■ **GOAL A**: Translate this sentence from the Django Channels post into Spanish: "I'm sadly all out of ideas."

1

I have Django Channels (with Redis) served by Daphne, running behind Nginx ingress controller, proxying behind a LB, all setup in Kubernetes. The Websocket is upgraded and everything runs fine... for a few minutes. After between 5-15min (varies), my daphne logs (set in -v 2 to debug) show:

WARNING dropping connection to peer tcp4:10.2.0.163:43320 with abort=True: WebSocket ping timeout (peer did not respond with pong in time)

10.2.0.163 is the cluster IP address of my Nginx pod. Immediately after, Nginx logs the following:

[error] 39#39: *18644 recv() failed (104: Connection reset by peer) while proxying upgraded connection [... + client real IP]

After this, the websocket connection is getting wierd: the client can still send messages to the backend, but the same websocket connection in Django channels does not receive group messages anymore, as if the channel had unsubscribed from the group. I know my code works since everything runs smoothly until the error gets logged but I'm guessing there is a configuration error somewhere that causes the problem. I'm sadly all out of ideas. Here is my nginx ingress:

apiVersion: networking.k8s.io/v1
kind: Ingress
metadata:
  annotations:
    kubernetes.io/ingress.class: "nginx"
    cert-manager.io/cluster-issuer: "letsencrypt-prod"
    acme.cert-manager.io/http01-edit-in-place: "true"
    nginx.ingress.kubernetes.io/proxy-read-timeout: "3600"

■ **DATA ENTRIES**:
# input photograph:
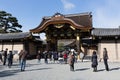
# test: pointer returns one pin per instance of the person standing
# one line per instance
(71, 61)
(1, 53)
(5, 56)
(105, 59)
(39, 56)
(23, 57)
(94, 61)
(10, 59)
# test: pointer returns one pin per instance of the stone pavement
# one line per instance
(54, 71)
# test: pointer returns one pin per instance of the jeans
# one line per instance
(23, 64)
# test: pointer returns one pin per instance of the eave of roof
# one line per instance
(82, 19)
(11, 36)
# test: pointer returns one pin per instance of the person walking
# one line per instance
(5, 56)
(1, 53)
(23, 57)
(39, 56)
(105, 59)
(71, 61)
(94, 61)
(10, 59)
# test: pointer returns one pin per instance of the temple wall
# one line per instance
(112, 48)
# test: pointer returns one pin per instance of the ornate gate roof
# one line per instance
(78, 21)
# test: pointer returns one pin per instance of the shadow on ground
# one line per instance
(83, 69)
(8, 73)
(39, 69)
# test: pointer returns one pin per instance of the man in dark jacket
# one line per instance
(94, 61)
(23, 56)
(5, 56)
(105, 58)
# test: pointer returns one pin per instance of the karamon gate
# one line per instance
(70, 26)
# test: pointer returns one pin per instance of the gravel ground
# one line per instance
(55, 71)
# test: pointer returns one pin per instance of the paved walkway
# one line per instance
(36, 71)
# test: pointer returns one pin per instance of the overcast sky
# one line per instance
(106, 13)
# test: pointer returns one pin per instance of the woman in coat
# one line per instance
(94, 61)
(105, 58)
(71, 61)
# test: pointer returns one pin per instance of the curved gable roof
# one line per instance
(8, 36)
(79, 21)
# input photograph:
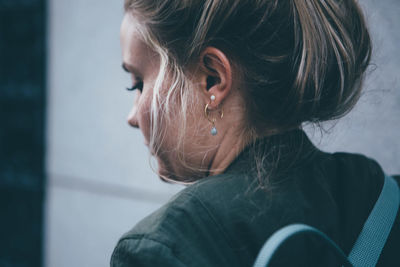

■ **GOAL B**: Express the part of the records that opens with the line containing "# test: pointer returns one pin per instance of the curved" and runs through the end of the records as a JSON list of strings, with one string per line. Skip blank lines and leave out the pictures.

■ **WRITTEN REPLY A**: Lamentablemente, me he quedado sin ideas.

■ **WRITTEN REPLY B**:
[
  "# test: pointer returns one pin per instance of the curved gable roof",
  "# one line per instance",
  "(8, 36)",
  "(79, 21)",
  "# input photograph:"
]